[[ MATERIAL FOR THIS EXERCISE open ]]

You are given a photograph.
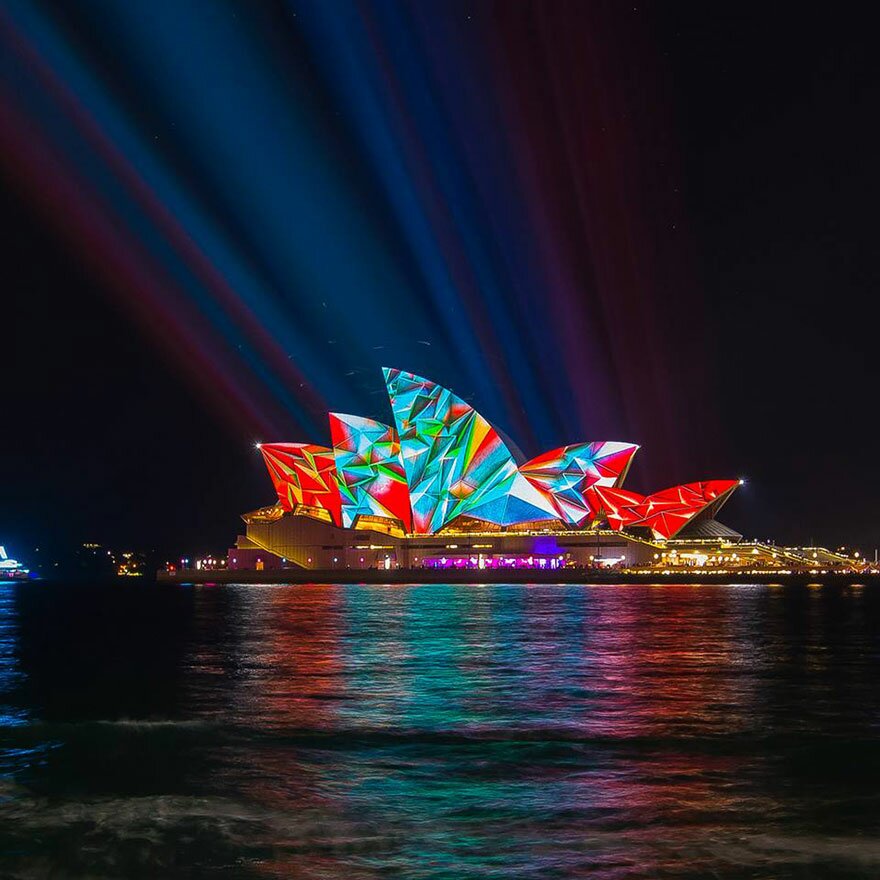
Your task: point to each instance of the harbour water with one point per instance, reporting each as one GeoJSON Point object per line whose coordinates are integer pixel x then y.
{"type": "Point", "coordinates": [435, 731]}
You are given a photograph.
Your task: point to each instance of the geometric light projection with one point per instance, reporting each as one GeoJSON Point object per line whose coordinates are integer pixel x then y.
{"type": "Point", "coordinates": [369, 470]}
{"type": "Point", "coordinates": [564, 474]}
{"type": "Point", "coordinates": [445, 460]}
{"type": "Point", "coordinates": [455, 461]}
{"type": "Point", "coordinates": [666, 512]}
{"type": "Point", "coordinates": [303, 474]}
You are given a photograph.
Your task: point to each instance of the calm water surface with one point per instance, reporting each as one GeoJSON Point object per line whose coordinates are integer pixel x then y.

[[ MATERIAL FOR THIS EXERCISE closed ]]

## DESCRIPTION OF THE TASK
Output the records above exactly; leave out the pictures.

## EXERCISE OUTPUT
You are given a photograph.
Your task: point to each instance of the harbour water with one point per instance, reporting each as one GeoJSON Point object per line whose coordinates are integer pixel x then y.
{"type": "Point", "coordinates": [435, 731]}
You are given a photograph.
Your task: point to each instance of the geometric light projection with one point per instance, reporting each as one GeoJSON Point object per line whose coordinates are integer pixel x then y.
{"type": "Point", "coordinates": [369, 470]}
{"type": "Point", "coordinates": [564, 474]}
{"type": "Point", "coordinates": [445, 460]}
{"type": "Point", "coordinates": [455, 461]}
{"type": "Point", "coordinates": [666, 512]}
{"type": "Point", "coordinates": [303, 474]}
You are given a photograph.
Your task: point to each instance of the calm water surface with one point per instance, reporting each as one GeoJSON Point object per line whose coordinates are integer pixel x then y.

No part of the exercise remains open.